START Page text

I panicked. I HATE turning people down. I’m that person who texts people I don’t click with after a first date to tell them, “I just didn’t feel that spark I’m looking for, but best of luck – you’re a great guy!” I refuse to ghost people, and I hate having to reject people. I knew Ash was nice, but “I just didn’t feel that spark I was looking for,” so I knew I had to tell him that. So, I told him no. “But not a hard no, a soft no,” is actually what I said. Which then I had to clarify as not meaning to ask me out again at a later date, but that we could still hang out in a group, just not one-on-one. Then I swiftly changed the subject.

Not even five minutes later, Ash got a call. I could hear panic in his voice, something was wrong. It sounded like someone, or something, was sick. He hung up and told me that there’s a dolphin at work that’s been sick lately and she just took a turn for the worse, and he has to go now because this might be his only chance to say goodbye. In my head I was thinking, this is a bit fishy (get it?), but being the nice person I am, I go with it. I like to believe the best about everyone and everything. I told him to run and that I hoped the dolphin was okay, so he said goodbye and ran off to his car. I left a little bit later.

Later that night, I got a call from him apologizing for running off. I ask how the dolphin is – she’s doing okay, they’re optimistic – we had some friendly chit chat for a bit, then we hung up. I never told anyone in our friend group about this, I didn’t think they had any reason to know we went out once, so we just acted normally next time we saw each other. It was a little awkward at first, but we got through it. I’m pretty sure he went out with someone else in our friend group shortly after, which was great for me because it meant less pressure and guilt.

Months later, I was talking to Cornelius about funny dating stories and I finally told him about my date with Ash, and he said, “Oh, yeah, I knew about that.” So I asked him if he knew that it ended when Ash had to go check on a sick dolphin, and he burst out laughing, asking me if I really believed that was a real phone call. That’s when I found out that the call about the “sick and possibly dying dolphin” was actually from Cornelius, thanks to an SOS text message he’d been sent by Ash to get him out of the awkwardness of me refusing a second date. My naiveté knows no limits sometimes.

So, that’s The Dolphin Trainer. Honestly, I think it’s pretty hilarious that I actually believed that, and I still think Ash is a good guy (if you’re reading this, no hard feelings!), but the fact that I actually had someone use an SOS text/emergency call on me is pretty classic. Especially since I’m pretty sure I’m the only person in the world whose emergency call involved a fake dolphin story. There’s a first time for everything, right? I just hope that was the only time someone has had to use that call on me.

END Page text
START Given entries

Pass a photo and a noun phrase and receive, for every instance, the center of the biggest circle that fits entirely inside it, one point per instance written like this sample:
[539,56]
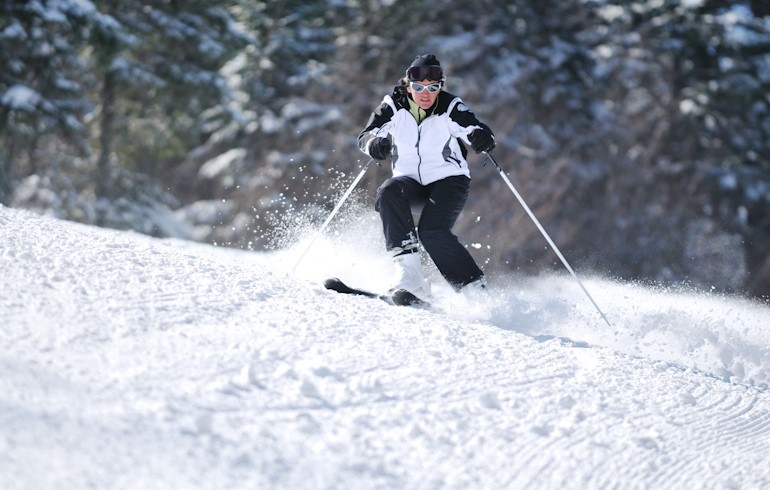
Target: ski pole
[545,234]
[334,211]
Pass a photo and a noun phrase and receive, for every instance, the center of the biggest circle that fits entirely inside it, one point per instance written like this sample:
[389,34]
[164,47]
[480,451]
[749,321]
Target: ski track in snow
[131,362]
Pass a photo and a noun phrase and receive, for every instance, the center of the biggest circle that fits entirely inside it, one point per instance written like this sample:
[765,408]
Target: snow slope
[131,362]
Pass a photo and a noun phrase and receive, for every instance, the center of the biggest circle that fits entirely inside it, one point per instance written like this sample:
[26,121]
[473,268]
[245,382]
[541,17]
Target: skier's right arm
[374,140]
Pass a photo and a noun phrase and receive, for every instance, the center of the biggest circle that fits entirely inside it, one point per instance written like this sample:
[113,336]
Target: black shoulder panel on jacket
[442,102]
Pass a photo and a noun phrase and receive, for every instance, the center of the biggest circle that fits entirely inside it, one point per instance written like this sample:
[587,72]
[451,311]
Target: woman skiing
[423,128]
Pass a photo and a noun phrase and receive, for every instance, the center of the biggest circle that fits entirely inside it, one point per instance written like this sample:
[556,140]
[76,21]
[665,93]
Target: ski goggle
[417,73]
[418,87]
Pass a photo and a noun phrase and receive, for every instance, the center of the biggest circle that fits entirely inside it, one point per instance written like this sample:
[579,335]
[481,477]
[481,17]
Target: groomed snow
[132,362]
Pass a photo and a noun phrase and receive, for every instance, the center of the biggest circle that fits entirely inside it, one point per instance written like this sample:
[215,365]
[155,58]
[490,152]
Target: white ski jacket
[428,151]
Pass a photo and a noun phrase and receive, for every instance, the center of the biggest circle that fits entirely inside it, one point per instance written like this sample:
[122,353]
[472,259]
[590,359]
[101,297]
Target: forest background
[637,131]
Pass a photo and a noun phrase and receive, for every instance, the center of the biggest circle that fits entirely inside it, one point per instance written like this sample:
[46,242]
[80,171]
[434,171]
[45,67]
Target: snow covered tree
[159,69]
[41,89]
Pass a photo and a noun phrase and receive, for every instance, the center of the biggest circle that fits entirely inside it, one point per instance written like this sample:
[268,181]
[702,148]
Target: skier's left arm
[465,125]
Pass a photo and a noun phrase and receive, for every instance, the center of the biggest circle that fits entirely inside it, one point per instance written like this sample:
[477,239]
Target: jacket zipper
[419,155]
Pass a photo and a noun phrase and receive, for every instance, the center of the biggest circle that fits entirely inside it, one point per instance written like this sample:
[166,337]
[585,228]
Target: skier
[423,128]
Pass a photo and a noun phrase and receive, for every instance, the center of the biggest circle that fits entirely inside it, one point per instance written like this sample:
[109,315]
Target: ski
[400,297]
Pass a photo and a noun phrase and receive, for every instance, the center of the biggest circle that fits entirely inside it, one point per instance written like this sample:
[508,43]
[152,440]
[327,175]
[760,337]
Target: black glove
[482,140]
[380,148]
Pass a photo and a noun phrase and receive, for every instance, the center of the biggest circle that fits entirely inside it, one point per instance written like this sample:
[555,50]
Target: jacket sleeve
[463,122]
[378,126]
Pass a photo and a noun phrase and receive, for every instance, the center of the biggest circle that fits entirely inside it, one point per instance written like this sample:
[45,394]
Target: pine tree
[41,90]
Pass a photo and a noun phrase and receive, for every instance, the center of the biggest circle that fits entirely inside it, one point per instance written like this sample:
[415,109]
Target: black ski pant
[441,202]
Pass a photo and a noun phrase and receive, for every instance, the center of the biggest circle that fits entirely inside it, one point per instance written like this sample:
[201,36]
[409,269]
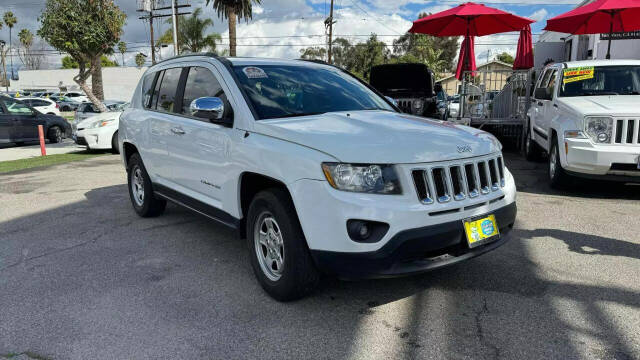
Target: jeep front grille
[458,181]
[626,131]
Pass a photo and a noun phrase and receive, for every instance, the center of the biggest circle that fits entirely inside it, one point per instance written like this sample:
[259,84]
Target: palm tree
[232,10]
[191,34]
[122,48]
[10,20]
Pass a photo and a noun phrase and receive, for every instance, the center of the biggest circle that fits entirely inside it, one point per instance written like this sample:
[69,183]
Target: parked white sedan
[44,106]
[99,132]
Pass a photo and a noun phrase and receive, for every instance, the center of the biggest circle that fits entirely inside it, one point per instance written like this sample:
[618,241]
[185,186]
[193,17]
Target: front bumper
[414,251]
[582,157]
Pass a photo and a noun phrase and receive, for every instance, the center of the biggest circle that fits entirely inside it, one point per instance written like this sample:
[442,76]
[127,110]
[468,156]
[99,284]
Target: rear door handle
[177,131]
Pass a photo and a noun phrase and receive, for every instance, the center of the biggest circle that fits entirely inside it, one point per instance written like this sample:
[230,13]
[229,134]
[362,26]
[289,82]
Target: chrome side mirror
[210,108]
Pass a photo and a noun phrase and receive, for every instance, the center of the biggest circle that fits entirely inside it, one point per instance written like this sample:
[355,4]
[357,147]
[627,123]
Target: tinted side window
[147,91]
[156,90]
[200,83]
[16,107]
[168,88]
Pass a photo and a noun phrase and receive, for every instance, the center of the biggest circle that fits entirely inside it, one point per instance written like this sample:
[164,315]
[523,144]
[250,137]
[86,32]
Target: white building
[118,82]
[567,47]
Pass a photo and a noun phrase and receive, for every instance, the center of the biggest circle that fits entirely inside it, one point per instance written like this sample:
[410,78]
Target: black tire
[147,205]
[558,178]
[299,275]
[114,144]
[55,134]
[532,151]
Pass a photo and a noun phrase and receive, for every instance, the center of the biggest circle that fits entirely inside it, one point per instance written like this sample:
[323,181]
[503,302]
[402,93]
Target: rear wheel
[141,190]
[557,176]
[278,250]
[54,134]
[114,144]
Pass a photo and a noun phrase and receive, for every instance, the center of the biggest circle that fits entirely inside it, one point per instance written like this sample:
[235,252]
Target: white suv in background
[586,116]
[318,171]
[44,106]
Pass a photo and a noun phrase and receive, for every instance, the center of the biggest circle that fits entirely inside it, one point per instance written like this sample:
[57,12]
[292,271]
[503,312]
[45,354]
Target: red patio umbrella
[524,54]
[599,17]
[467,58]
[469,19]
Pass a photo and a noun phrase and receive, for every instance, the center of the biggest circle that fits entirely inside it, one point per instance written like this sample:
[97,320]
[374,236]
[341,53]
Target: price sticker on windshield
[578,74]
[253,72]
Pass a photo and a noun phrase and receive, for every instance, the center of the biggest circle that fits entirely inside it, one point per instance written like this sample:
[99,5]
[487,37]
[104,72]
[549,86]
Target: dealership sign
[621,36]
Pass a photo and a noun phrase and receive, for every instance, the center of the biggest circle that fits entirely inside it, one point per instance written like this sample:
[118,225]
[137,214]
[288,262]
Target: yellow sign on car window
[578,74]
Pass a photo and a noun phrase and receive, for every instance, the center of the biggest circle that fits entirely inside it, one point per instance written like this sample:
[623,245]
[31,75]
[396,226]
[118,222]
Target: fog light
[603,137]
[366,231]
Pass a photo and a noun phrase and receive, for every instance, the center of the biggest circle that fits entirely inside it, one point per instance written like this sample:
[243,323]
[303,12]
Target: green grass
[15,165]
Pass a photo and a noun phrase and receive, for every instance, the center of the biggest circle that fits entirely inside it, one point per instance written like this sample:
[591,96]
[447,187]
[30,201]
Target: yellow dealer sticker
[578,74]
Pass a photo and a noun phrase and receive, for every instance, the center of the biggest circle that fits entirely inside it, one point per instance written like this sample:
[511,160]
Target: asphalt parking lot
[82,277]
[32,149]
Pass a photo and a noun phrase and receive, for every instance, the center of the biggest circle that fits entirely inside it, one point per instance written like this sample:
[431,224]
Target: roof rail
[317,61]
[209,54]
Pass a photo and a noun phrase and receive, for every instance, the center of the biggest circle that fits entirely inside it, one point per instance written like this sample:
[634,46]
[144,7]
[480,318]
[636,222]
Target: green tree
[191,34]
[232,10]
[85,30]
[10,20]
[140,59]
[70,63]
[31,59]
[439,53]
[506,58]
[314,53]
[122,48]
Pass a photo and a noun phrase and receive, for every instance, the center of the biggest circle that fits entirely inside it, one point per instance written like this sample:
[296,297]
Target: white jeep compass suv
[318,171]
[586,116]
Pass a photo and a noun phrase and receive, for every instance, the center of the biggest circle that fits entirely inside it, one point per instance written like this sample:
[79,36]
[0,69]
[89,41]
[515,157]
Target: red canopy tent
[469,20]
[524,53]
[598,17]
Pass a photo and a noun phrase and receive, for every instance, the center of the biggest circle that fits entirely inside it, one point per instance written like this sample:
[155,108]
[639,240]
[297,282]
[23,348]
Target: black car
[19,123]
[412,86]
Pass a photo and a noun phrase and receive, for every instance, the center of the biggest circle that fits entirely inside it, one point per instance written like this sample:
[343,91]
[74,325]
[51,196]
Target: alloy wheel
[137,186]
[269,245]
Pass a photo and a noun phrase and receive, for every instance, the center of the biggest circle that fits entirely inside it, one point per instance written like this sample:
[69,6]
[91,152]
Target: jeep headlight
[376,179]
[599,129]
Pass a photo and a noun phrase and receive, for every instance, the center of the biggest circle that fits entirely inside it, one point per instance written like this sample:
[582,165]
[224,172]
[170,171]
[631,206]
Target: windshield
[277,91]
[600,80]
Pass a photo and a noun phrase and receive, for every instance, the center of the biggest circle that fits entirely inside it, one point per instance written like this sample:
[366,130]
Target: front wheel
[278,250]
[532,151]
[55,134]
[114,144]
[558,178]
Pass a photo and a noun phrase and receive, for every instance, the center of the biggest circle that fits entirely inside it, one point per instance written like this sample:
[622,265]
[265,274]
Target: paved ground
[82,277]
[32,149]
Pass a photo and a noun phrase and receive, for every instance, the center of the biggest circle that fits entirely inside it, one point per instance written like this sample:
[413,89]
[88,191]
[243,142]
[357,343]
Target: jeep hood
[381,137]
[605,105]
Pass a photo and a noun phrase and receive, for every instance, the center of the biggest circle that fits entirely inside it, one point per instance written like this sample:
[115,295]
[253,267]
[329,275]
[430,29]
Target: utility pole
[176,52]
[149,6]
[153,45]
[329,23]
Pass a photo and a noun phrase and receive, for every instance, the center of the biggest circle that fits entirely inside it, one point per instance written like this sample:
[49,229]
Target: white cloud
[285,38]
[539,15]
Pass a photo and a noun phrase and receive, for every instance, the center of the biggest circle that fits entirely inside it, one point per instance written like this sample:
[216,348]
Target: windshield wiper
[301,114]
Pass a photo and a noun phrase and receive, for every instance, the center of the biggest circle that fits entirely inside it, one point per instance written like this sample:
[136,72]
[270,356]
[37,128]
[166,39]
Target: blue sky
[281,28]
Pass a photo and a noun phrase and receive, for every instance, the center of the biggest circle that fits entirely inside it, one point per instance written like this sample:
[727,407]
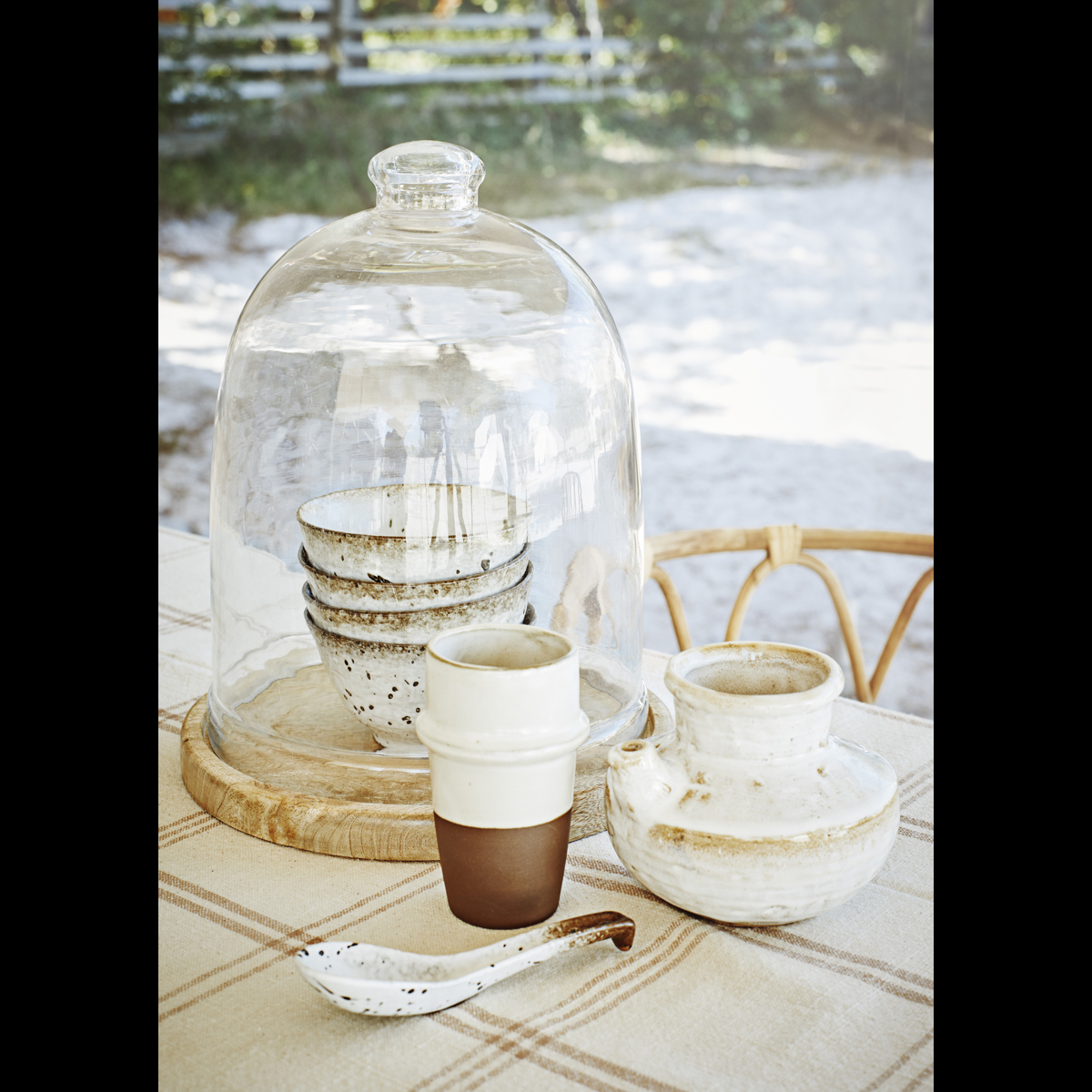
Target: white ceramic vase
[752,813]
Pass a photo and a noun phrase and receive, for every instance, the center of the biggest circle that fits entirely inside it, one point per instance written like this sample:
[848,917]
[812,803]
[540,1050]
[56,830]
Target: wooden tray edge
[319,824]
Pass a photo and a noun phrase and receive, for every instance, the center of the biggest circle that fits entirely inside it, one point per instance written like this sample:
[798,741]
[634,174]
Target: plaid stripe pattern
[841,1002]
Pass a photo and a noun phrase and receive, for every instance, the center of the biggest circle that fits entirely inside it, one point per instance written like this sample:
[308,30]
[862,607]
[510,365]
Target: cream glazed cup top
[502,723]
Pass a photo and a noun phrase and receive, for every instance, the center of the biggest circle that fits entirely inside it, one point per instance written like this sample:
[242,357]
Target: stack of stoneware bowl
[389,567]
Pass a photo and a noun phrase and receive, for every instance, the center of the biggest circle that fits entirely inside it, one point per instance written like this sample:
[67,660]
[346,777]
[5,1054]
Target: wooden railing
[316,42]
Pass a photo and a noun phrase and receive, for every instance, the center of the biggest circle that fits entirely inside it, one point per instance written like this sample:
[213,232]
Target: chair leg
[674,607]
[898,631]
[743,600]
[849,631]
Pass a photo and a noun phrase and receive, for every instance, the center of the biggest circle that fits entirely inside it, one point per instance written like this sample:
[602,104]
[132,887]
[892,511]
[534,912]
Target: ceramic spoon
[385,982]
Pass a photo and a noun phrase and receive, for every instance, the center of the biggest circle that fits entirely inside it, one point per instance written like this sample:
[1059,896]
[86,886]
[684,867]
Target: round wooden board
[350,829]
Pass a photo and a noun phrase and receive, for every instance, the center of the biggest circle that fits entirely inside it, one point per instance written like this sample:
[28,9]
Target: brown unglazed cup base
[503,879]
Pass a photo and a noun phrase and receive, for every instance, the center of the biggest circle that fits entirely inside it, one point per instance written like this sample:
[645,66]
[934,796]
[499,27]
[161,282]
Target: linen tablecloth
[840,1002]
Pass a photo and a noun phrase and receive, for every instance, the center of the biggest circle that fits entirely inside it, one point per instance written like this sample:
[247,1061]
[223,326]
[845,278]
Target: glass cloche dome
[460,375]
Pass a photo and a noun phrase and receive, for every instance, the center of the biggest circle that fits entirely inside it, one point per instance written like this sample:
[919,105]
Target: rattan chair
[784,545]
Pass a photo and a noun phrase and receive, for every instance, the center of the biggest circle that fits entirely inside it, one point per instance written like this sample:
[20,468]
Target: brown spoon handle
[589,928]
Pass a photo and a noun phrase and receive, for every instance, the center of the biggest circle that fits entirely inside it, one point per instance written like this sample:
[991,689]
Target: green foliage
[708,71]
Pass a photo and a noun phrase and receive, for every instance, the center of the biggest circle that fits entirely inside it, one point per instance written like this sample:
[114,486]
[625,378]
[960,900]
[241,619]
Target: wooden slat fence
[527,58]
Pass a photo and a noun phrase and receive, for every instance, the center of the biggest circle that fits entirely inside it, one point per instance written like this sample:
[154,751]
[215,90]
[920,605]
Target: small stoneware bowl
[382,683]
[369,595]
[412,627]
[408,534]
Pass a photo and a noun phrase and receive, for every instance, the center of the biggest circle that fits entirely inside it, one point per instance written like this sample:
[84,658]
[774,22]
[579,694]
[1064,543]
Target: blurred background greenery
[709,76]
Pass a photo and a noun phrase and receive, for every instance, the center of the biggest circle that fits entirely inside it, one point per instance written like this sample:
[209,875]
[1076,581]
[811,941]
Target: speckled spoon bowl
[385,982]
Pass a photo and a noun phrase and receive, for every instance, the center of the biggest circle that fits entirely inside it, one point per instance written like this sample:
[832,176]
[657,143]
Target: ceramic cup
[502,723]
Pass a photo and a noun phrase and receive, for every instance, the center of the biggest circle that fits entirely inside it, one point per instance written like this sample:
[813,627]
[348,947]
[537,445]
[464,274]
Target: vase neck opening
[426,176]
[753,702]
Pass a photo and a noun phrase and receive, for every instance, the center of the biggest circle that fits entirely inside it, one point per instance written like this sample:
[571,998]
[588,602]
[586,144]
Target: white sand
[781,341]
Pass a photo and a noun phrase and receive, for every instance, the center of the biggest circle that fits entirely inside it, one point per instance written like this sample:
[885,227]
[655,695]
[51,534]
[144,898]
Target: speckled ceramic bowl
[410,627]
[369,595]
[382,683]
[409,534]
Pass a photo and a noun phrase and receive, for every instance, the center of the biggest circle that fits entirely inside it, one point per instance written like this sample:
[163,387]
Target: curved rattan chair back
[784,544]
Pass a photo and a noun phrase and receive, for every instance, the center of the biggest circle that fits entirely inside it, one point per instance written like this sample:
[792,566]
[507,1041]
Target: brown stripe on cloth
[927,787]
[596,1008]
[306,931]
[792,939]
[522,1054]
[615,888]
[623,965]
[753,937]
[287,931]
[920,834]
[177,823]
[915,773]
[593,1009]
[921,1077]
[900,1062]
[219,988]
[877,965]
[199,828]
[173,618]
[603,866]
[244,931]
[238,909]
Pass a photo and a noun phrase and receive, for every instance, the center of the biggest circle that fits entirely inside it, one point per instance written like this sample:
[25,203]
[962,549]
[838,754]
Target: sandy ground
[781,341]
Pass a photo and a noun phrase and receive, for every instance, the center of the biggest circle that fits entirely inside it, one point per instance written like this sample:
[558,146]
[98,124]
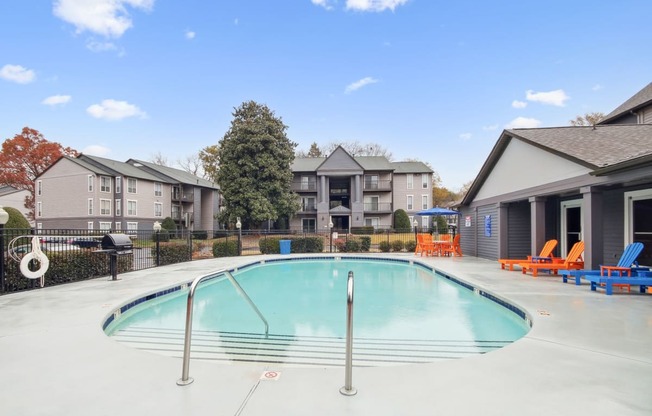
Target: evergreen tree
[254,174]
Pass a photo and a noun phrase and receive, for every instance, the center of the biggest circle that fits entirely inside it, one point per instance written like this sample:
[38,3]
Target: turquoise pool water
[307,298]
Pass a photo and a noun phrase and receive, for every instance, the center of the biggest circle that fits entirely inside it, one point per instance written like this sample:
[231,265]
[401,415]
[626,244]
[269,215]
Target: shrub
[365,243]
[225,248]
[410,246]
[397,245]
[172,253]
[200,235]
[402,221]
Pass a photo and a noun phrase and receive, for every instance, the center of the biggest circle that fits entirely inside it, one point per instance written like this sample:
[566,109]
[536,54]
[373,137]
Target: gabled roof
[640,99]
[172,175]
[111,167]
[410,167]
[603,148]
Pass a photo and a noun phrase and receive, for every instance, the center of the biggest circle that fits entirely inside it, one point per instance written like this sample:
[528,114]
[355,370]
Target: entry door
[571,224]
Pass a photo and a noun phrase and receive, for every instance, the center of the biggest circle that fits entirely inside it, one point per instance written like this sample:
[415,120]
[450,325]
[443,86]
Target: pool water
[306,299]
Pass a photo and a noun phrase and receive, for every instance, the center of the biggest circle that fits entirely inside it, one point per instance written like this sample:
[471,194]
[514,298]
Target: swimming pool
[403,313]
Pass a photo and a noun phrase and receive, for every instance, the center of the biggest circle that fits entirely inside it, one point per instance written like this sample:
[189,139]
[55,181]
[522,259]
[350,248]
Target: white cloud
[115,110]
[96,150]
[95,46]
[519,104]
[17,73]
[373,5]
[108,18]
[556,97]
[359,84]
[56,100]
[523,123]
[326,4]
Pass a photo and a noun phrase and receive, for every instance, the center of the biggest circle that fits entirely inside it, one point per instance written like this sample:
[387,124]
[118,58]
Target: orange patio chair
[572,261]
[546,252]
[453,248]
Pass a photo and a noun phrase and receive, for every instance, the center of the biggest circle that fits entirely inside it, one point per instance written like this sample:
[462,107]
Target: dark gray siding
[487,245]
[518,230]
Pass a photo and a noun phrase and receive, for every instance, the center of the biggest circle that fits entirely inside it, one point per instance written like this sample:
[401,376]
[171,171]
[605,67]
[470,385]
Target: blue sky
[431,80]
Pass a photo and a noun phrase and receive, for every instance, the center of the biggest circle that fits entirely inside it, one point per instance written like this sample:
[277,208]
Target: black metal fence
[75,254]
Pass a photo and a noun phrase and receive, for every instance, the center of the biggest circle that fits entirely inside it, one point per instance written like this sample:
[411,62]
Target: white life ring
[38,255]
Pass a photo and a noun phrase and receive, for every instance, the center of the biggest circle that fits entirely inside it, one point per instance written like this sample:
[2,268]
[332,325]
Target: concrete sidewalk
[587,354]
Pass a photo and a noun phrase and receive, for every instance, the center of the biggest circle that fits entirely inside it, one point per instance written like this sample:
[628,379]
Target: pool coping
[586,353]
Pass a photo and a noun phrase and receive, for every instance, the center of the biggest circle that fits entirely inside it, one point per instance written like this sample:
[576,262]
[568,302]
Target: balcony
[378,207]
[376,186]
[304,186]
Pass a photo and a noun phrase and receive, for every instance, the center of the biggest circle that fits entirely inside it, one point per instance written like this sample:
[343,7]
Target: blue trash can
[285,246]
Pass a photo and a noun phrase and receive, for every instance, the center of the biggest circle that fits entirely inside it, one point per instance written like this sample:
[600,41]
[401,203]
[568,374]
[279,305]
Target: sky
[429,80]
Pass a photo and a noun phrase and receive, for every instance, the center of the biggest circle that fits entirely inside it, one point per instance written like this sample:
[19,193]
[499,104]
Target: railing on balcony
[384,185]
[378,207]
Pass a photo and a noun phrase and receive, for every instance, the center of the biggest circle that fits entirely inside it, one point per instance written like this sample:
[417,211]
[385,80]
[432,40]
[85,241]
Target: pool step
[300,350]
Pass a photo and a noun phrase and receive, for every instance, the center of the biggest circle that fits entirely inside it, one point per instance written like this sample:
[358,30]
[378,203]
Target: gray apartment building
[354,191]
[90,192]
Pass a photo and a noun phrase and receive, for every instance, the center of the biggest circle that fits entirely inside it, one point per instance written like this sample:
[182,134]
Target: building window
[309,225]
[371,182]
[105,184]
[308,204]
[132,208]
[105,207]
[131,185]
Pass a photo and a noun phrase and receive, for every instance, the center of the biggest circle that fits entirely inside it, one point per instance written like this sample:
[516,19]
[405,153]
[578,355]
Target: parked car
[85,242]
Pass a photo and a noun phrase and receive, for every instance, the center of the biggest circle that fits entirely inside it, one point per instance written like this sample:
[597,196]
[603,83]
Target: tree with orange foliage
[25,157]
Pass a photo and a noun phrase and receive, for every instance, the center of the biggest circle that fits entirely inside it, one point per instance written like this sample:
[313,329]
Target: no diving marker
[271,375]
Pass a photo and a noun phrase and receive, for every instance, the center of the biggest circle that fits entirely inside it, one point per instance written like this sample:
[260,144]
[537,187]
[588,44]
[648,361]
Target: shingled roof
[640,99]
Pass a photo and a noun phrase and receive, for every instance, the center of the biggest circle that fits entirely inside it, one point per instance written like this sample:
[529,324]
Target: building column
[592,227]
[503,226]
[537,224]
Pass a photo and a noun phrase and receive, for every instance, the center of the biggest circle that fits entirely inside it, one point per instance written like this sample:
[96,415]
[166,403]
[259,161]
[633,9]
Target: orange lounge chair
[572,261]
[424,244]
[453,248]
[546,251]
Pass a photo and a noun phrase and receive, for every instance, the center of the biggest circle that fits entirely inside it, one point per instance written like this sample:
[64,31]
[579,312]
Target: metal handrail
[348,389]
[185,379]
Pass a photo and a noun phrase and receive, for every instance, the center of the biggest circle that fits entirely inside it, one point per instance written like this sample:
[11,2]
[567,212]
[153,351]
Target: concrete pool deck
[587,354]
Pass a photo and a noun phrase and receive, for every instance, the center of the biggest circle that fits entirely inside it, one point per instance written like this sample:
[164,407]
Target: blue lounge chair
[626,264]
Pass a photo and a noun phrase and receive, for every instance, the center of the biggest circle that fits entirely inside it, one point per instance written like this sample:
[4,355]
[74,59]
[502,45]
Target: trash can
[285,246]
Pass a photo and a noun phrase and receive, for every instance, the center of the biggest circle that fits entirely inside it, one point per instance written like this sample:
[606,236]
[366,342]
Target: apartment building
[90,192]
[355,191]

END Given entries

◆ **Task details**: In the dating story above, who actually made the phone call about the sick dolphin?

◆ **Solved problem**: Cornelius made the call, after Ash sent him an SOS text message.